Je n’ai pas eu l’honneur de recevoir ce livre par masse critique, qui me boude et me refuse systématiquement (…), mais grâce à Alext63 qui me l’a prêté. Il m’a tendrement accompagné en ce beau dimanche de mars. Il m’a renvoyé à de vieux souvenirs oubliés d’amours éphémères, lors d’un voyage professionnel à l’étranger, où moi aussi j’ai résisté puis succombé à la magie du moment présent et d’une rencontre avec ce fameux supplément d’âme, rencontre dans l’incertitude du lendemain. Merci Alexandre pour cette belle lecture.

« Amour, pouvoir et chute, le tout saupoudré à la sauce people », dans Le Dit des Mots

Le Roman des Macron par François Cardinali

Amour, pouvoir et chute, le tout saupoudré à la sauce people : jouant sur le réel et la politique fiction, Alain Llense signe dans Emmanuel, Brigitte et moi (*), un roman de l’ère Macron. Une époque où l’image est reine.

• Consigne: D'après le texte de la page, quel roman Alain Llense signe-t-il ?

• Liste des données:
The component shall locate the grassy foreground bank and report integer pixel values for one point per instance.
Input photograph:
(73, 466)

* * *

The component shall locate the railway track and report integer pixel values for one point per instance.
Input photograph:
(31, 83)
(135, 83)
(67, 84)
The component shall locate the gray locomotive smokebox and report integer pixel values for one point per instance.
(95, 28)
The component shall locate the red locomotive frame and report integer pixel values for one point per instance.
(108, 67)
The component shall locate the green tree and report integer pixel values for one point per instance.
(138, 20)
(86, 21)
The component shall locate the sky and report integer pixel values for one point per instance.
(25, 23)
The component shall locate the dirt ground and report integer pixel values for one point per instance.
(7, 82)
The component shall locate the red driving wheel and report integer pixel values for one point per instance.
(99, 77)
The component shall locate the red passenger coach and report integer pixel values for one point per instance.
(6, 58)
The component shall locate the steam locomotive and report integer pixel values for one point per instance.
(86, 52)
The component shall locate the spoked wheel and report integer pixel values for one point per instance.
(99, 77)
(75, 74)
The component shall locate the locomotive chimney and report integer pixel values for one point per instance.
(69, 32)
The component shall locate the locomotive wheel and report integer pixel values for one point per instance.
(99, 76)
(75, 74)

• Réponse: Alain Llense signe le roman « Emmanuel, Brigitte et moi ».